TEXTE FOURNI:
◇ ◇ ◇ ◇ ◇ ◇ ◇
L’accompagnateur a lui aussi des attentes plus ou moins conscientes par rapport à la personne qui s’adresse à lui. Il devra autant que possible être au clair sur ce point et aura à se demander régulièrement si ce qu’il vit dans l’accompagnement est bien au service de ce que la personne demande.

 

1.3. Une relation entre deux personnes semblables et différentes.

L’accompagnement met en relation avec le semblable, le frère ou la sœur, le prochain, mais en marchant avec lui on voit très vite qu’il est différent de soi. Celui qui demande ce service a un nom, une histoire, un tempérament, une famille, un milieu social… il est situé, il est unique.

 

Nous sommes semblables en humanité mais la position de chacun est différente dans cette relation : l’un demande à être accompagné et l’autre est sollicité. La relation est asymétrique. Cela ne veut pas dire qu’il y a une supériorité de l’un par rapport à l’autre, mais qu’il n’y a pas d’échange réciproque. L’un se confie, l’autre écoute et de cette rencontre on espère une aide. L’accompagnateur n’est pas là pour raconter sa vie ni sa propre expérience, même s’il s’appuie sur son expérience pour accompagner. Il n’est pas là pour lui mais pour l’autre.
◇ ◇ ◇ ◇ ◇ ◇ ◇
CONSIGNES:
A. Répondez aux questions suivantes sur le texte consacré à l'accompagnement :
(i) Que l'accompagnateur aura-t-il à se demander régulièrement ?
(ii) Quel adjectif le texte emploie-t-il pour qualifier la relation d'accompagnement ?
(iii) Pour qui l'accompagnateur est-il là ?
B. Dans le texte sur l'accompagnement, relevez tout ce que possède, selon le passage commençant par « Celui qui demande ce service a », la personne qui demande ce service.
C. Expliquez, s'il vous plaît, en une à trois phrases et d'après le texte sur l'accompagnement, pourquoi la relation entre l'accompagné et l'accompagnateur est asymétrique.

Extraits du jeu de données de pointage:
◇ ◇ ◇ ◇ ◇ ◇ ◇
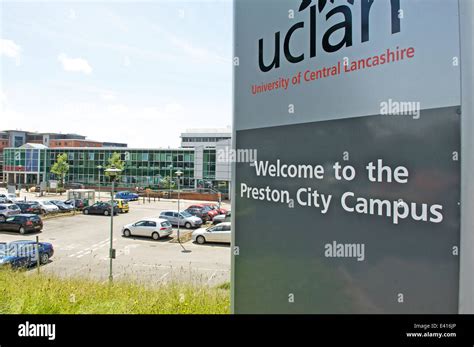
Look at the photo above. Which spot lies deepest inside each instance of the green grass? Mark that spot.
(29, 293)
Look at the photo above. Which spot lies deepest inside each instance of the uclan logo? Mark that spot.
(346, 25)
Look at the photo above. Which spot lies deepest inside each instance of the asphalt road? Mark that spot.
(81, 246)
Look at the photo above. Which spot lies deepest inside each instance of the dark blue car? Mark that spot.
(18, 254)
(125, 195)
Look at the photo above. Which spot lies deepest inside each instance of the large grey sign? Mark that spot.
(353, 203)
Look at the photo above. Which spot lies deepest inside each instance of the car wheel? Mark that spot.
(44, 258)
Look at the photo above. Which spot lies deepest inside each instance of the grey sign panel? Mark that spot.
(309, 241)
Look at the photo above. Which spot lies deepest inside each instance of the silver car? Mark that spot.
(184, 219)
(217, 233)
(8, 210)
(155, 228)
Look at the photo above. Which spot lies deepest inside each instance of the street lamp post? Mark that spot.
(113, 172)
(19, 180)
(99, 168)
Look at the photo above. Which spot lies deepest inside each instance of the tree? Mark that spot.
(60, 168)
(115, 162)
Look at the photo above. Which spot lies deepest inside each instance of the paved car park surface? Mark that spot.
(81, 245)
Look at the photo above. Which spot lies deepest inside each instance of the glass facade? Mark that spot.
(143, 168)
(209, 164)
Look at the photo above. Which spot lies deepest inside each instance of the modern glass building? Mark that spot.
(31, 164)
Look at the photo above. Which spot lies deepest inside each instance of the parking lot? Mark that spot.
(81, 245)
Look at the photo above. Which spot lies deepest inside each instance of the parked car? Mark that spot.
(29, 207)
(100, 208)
(8, 210)
(122, 205)
(9, 198)
(63, 207)
(222, 218)
(76, 203)
(155, 228)
(22, 223)
(19, 254)
(47, 207)
(216, 208)
(126, 195)
(183, 218)
(216, 233)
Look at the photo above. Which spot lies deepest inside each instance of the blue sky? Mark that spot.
(124, 71)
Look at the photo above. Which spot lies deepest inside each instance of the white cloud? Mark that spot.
(10, 49)
(126, 61)
(74, 64)
(108, 96)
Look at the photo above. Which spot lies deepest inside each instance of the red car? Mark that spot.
(210, 212)
(216, 207)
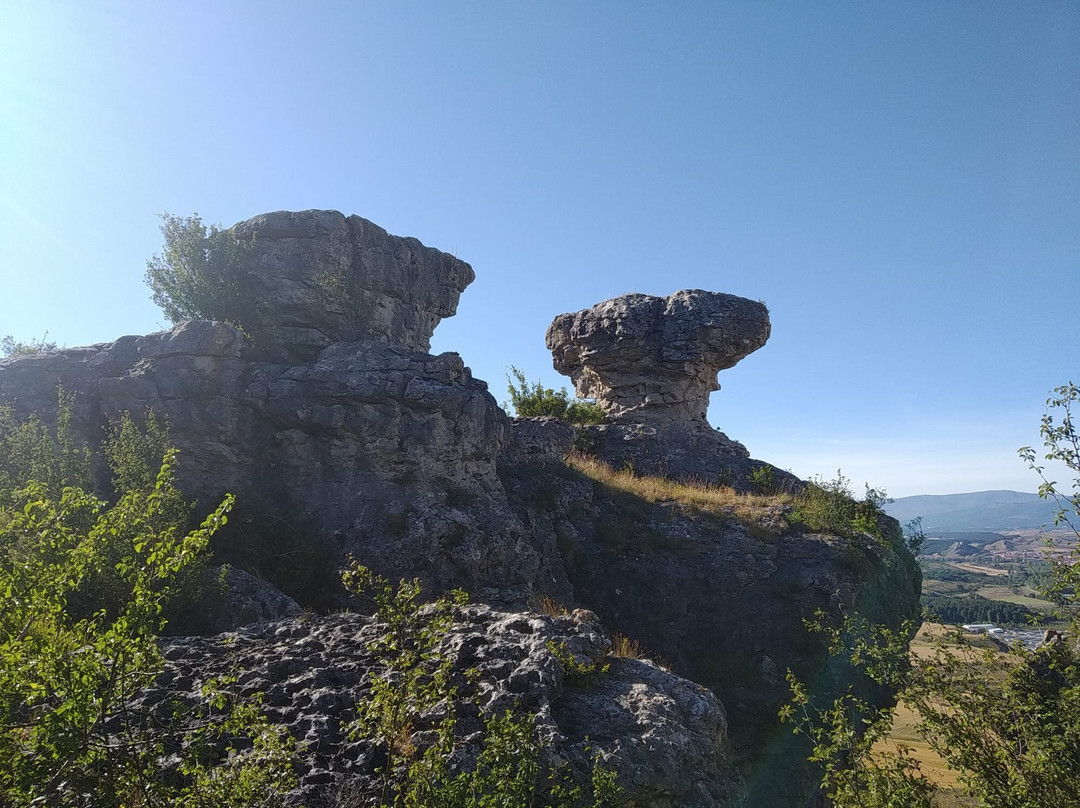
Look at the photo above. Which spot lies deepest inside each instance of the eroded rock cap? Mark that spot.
(656, 359)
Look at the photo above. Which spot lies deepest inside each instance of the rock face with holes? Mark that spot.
(665, 737)
(655, 360)
(374, 449)
(341, 434)
(320, 277)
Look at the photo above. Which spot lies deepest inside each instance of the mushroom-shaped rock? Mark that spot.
(319, 277)
(648, 359)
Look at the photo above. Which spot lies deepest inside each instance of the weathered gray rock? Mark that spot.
(372, 449)
(252, 601)
(723, 595)
(664, 736)
(532, 440)
(656, 359)
(319, 277)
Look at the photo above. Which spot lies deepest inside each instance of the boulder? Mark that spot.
(319, 277)
(373, 449)
(665, 737)
(650, 359)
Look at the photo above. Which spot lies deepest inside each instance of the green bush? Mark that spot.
(414, 687)
(67, 734)
(199, 275)
(828, 506)
(535, 400)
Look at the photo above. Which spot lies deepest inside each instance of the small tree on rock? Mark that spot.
(200, 272)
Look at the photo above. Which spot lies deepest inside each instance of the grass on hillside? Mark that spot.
(950, 793)
(746, 508)
(1006, 594)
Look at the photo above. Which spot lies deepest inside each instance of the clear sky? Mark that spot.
(900, 182)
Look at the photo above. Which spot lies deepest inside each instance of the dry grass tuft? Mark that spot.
(750, 509)
(623, 647)
(551, 607)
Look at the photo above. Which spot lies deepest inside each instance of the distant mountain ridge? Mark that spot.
(995, 510)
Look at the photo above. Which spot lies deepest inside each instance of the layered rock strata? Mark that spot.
(372, 449)
(655, 360)
(665, 737)
(319, 277)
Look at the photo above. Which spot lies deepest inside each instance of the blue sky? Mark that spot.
(899, 182)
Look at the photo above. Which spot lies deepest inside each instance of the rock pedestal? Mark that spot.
(648, 359)
(319, 277)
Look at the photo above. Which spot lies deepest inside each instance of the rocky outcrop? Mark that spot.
(665, 737)
(655, 360)
(723, 596)
(373, 449)
(340, 434)
(319, 278)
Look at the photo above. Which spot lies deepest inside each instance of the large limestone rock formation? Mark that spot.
(346, 431)
(664, 736)
(650, 363)
(655, 360)
(319, 277)
(373, 449)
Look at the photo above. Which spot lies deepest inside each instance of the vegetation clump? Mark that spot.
(415, 694)
(197, 277)
(86, 586)
(754, 510)
(535, 400)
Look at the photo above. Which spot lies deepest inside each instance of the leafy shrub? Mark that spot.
(199, 273)
(536, 400)
(415, 688)
(29, 449)
(764, 480)
(65, 681)
(828, 506)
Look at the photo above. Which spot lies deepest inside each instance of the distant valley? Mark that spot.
(998, 525)
(980, 511)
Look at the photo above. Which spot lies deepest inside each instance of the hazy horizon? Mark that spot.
(900, 185)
◇ ◇ ◇ ◇ ◇ ◇ ◇
CORRIGÉ DES EXERCICES:
A.
(i) Il aura à se demander si ce qu'il vit dans l'accompagnement est bien au service de ce que la personne demande.
(ii) La relation est qualifiée d'asymétrique.
(iii) Il est là pour l'autre, et non pour lui.

B. Un nom, une histoire, un tempérament, une famille, un milieu social.

C. La relation est asymétrique parce que la position de chacun y est différente : l'un demande à être accompagné et l'autre est sollicité. Il n'y a donc pas d'échange réciproque, puisque l'un se confie et l'autre écoute, sans que cela implique une supériorité de l'un sur l'autre.